Testo dato -
>>>

Sos falsi pensionati
Sul futuro della tenuta sociale nel lungo periodo pesa la condizione dei pensionati. Nel 2021, secondo l’Inps, il 40% dei pensionati ha percepito un reddito pensionistico lordo inferiore ai 12 mila euro. Se si considerano solo gli importi delle prestazioni al lordo dell’imposta personale sul reddito. Percentuale che è invece del 32% se si considerano gli importi lordi maggiorati delle integrazioni al minimo associate alle prestazioni. Delle varie forme di indennità di accompagnamento. Della quattordicesima mensilità. E delle maggiorazioni sociali associate alle prestazioni.Per quanto riguarda la disuguaglianza di reddito pensionistico, nel periodo 1995-2021 l’indice di concentrazione dei redditi pensionistici è cresciuto di circa il 10%. Attestandosi a 0.35 nel 2021, un valore inferiore a quello delle retribuzioni che è superiore a 0.46.
Allarme disuguaglianza
La disuguaglianza è massima tra le pensioni di vecchiaia dei lavoratori dipendenti del privato (soprattutto maschi). Presumibilmente per la grande variabilità della loro anzianità contributiva. Da un’analisi del ventesimo percentile di reddito pensionistico (fino a 10mila euro nel 2021) emerge che solo il 15% dei pensionati in questa fascia riceve un assegno sociale. E il 26% una pensione al superstite. Quasi il 60% percepisce una pensione di vecchiaia. O anticipata dal fondo pensione dei lavoratori dipendenti. Ciò riflette appunto il fenomeno della cosiddetta “povertà lavorativa“.

<<<

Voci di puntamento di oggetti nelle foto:
>>>

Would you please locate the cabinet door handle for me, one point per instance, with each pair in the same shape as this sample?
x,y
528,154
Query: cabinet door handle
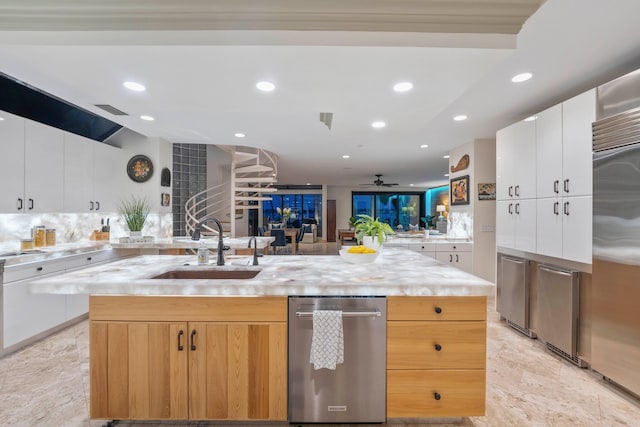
x,y
193,345
180,334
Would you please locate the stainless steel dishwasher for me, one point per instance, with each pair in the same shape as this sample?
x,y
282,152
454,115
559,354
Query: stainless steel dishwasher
x,y
356,390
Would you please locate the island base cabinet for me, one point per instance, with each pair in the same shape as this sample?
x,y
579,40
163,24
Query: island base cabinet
x,y
224,369
433,393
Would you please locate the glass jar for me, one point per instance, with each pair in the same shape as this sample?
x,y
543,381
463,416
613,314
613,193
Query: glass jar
x,y
26,244
39,236
50,237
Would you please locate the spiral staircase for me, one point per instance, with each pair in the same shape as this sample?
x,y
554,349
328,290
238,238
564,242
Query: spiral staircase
x,y
252,177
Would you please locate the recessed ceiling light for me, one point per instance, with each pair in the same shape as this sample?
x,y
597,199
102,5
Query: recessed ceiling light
x,y
134,86
265,86
403,86
522,77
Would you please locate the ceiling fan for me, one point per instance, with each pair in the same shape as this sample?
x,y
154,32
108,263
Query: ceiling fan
x,y
379,182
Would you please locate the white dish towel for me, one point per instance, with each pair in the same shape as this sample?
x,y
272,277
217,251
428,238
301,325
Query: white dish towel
x,y
327,341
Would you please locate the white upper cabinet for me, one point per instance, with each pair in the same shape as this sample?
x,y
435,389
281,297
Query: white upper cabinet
x,y
578,114
92,183
515,161
549,152
12,163
43,170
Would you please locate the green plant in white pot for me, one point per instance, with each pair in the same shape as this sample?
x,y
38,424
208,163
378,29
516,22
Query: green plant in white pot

<<<

Esercizio scritto A -
Secondo il testo sui pensionati, a quale valore si è attestato nel 2021 l'indice di concentrazione dei redditi pensionistici?
Esercizio scritto B -
Riproduci, dalle voci, le righe a partire da quella che contiene "Would you please locate the white upper" e proseguendo fino all'ultima riga delle voci, estremi inclusi.
Il testo e le voci provengono da fonti diverse.

Risposta completa A -
A 0.35.

Risposta completa B -
Would you please locate the white upper cabinet for me, one point per instance, with each pair in the same shape as this sample?
x,y
435,389
281,297
Query: white upper cabinet
x,y
578,114
92,183
515,161
549,152
12,163
43,170
Would you please locate the green plant in white pot for me, one point per instance, with each pair in the same shape as this sample?
x,y
38,424
208,163
378,29
516,22
Query: green plant in white pot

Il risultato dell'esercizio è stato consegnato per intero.